> 任务列表:
(A) 请从这份解题报告中原样引用一段文字,从“primes[++tot] = i, mu[i]”开始,一直引用到“primes[j] == 0)”为止。
(B) 请写出这份解题报告的代码中所有以 MAX_N 为长度声明的数组的名称。

> 原文节选:
-------------------------

「FZOI」 Round #33 (Div. 0) – 解题报告

A – Function

在考场上只推出来 \(f(x) = \mu(x) * \sigma_0^2(x) = \prod_{i = 1}^m (2c_i + 1)\),显然用 min_25 就可以直接秒杀(但是我忘了板子呜呜呜呜呜)

其实我们都推理到这一步了,发现无非就是把 \(c_i\) 乘了个 \(2\)。所以其实 \(f(x) = \sigma_0(x^2)\)。这个其实推出了上面的那个 Dirichlet 卷积就已经清楚很多了。

现在考虑如何用快速的方法筛出 \(\sum_{x = 1}^n \sigma_0(x^2)\)。用 SPOJ DIVCNT2 的方法筛即可。

// function.cpp
#include <bits/stdc++.h>

using namespace std;

const int MAX_N = 1e6 + 500;

typedef long long ll;

int T, n, primes[MAX_N], tot;
ll sigma[MAX_N], mu[MAX_N], pmu[MAX_N];
bool vis[MAX_N];
unordered_map<ll, ll> ump;

ll getSigma(ll upper)
{
    if (upper < MAX_N)
        return sigma[upper];
    ll ret = 0;
    for (ll i = 1, gx; i <= upper; i = gx + 1)
    {
        gx = upper / (upper / i);
        ret += 1LL * (upper / i) * (gx - i + 1);
    }
    return ret;
}

ll getMu2(ll upper)
{
    if (upper < MAX_N)
        return pmu[upper];
    ll ret = 0;
    for (int i = 1; 1LL * i * i <= upper; i++)
        ret += 1LL * mu[i] * (upper / (1LL * i * i));
    return ret;
}

int main()
{
    sigma[1] = mu[1] = 1;
    for (int i = 2; i < MAX_N; i++)
    {
        if (!vis[i])
            primes[++tot] = i, mu[i] = -1, sigma[i] = 2;
        for (int j = 1; j <= tot && 1LL * i * primes[j] < MAX_N; j++)
        {
            vis[i * primes[j]] = true;
            if (i % primes[j] == 0)
            {
                mu[i * primes[j]] = 0;
                sigma[i * primes[j]] = 2LL * sigma[i] - sigma[i / primes[j]];
            }
            else
            {
                mu[i * primes[j]] = -mu[i];
                sigma[i * primes[j]] = sigma[i] * sigma[primes[j]];
            }
        }
    }
    for (int i = 1; i < MAX_N; i++)

-------------------------

> 所给材料:
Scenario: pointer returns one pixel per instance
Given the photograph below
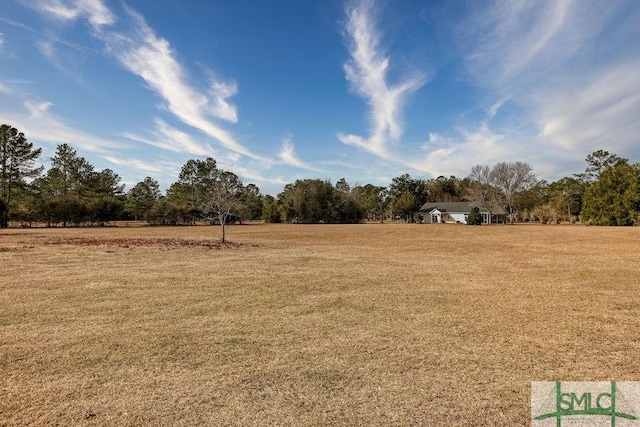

-------------------------

> 解答如下:
(A)
primes[++tot] = i, mu[i] = -1, sigma[i] = 2;
        for (int j = 1; j <= tot && 1LL * i * primes[j] < MAX_N; j++)
        {
            vis[i * primes[j]] = true;
            if (i % primes[j] == 0)

(B) primes、sigma、mu、pmu、vis